## Do this
Pick out every line in the records below that contains the word "leaf", and copy each of those lines.

** Start Entries **

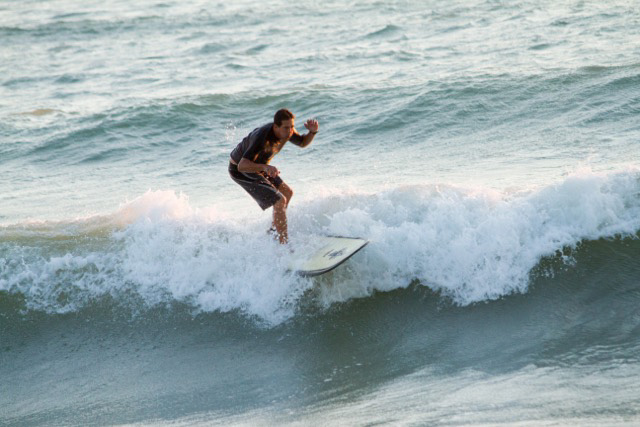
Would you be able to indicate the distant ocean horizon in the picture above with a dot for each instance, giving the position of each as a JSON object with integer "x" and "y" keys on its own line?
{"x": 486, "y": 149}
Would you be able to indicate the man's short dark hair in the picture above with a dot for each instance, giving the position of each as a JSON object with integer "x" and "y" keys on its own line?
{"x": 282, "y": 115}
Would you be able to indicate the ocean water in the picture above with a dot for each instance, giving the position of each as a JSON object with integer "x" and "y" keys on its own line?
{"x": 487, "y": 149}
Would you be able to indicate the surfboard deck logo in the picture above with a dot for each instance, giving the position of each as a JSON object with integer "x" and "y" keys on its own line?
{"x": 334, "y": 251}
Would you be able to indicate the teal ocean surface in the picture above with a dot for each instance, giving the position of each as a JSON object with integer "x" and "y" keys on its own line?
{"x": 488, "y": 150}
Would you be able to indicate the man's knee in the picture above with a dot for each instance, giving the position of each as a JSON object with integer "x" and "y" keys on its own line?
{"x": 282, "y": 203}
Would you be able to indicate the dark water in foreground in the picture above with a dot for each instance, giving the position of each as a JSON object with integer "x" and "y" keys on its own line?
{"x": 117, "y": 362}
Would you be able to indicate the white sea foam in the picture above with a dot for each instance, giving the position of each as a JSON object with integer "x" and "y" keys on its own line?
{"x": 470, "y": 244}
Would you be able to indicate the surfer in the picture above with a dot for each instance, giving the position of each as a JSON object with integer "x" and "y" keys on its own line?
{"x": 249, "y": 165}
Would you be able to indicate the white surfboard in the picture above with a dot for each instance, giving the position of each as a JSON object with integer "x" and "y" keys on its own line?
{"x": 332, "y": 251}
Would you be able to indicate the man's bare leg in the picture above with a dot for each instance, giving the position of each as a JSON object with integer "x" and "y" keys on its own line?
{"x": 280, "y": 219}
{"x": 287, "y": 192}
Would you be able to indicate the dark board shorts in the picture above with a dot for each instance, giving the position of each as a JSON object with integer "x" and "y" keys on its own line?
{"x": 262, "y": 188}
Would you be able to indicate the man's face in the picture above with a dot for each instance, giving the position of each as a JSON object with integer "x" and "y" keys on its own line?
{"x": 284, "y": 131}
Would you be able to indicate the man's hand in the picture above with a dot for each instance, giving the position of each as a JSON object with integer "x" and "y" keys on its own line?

** End Entries **
** Start Entries **

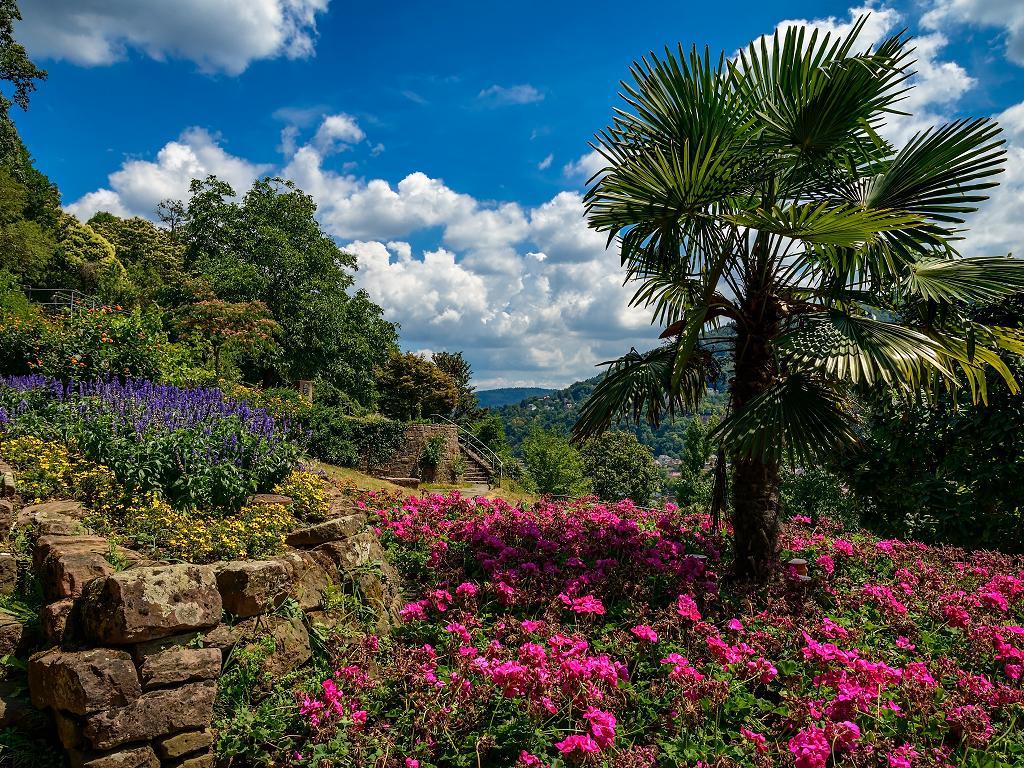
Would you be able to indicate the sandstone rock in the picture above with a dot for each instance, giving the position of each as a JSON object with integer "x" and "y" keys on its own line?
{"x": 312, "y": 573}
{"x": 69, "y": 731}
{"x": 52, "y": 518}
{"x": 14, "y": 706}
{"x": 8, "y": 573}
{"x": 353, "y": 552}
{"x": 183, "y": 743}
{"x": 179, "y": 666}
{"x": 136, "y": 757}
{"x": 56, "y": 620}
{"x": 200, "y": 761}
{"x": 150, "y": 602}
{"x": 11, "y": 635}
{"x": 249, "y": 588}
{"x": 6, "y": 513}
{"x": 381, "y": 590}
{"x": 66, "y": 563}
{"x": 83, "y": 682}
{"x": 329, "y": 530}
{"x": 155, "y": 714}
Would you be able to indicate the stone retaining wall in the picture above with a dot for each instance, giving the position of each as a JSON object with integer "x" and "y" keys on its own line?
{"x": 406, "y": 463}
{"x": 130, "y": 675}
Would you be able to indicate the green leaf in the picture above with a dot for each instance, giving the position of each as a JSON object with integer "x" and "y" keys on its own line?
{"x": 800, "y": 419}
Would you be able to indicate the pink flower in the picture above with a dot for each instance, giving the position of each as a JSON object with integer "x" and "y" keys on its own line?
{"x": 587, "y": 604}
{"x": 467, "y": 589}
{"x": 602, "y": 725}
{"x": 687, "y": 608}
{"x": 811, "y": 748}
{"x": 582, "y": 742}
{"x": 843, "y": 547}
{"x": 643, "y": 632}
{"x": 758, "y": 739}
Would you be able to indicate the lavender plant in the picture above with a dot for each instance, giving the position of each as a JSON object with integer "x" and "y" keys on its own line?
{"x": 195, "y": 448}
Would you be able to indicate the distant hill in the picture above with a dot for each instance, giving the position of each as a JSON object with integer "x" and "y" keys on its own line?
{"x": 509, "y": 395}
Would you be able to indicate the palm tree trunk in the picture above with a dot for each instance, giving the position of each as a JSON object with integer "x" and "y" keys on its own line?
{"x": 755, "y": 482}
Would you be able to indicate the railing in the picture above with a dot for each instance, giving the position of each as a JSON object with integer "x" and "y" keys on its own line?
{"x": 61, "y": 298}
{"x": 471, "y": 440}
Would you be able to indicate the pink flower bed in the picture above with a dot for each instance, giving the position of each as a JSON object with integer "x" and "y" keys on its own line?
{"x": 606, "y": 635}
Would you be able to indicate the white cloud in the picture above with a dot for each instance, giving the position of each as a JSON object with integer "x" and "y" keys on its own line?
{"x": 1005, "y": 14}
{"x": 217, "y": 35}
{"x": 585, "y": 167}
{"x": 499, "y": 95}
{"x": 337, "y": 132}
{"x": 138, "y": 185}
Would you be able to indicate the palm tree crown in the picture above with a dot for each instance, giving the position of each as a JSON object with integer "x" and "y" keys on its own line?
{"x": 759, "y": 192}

** End Entries **

## Written response
Would you be able to indicate the green leaf in the picture above with a dot for each instance, giving the position of each as a JSON object with integer "x" and "y" keys on its own line?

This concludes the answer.